--- Start MATERIAL SHOWN ---

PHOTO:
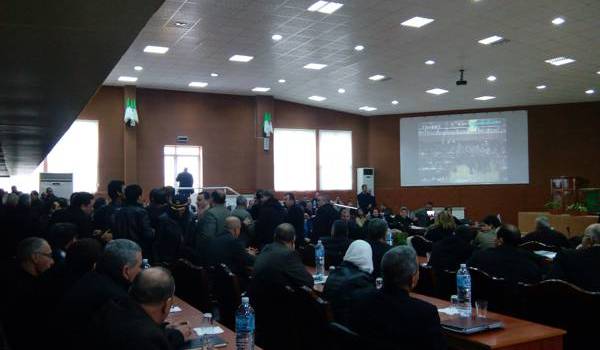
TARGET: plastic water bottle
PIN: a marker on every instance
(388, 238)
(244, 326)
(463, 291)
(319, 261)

--- End MATERIAL SHOWN ---
--- Start MATERIAL SHOWN ---

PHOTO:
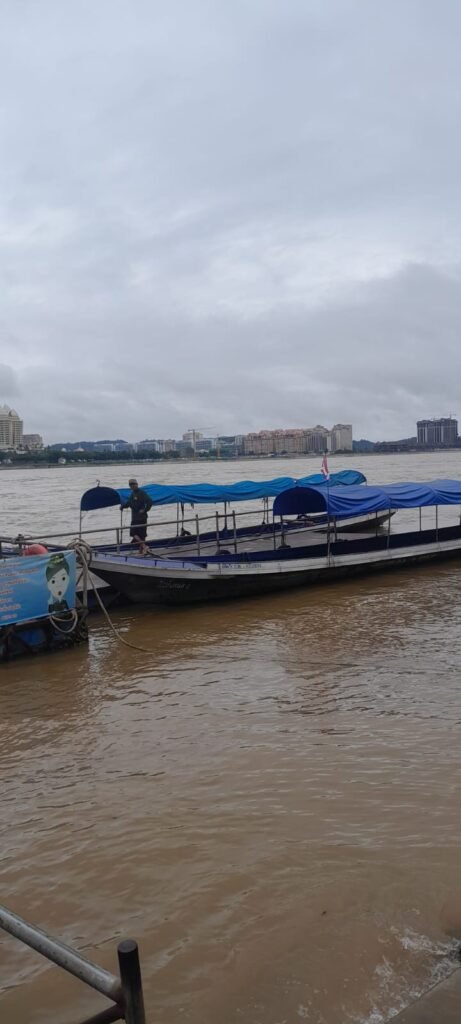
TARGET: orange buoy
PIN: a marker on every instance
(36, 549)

--- End MATERIAL SHOWN ---

» **TASK STATEMENT**
Count the lines in the data above that contain the string "TARGET". Reply with the number alone.

» **COMPLETED TASK**
2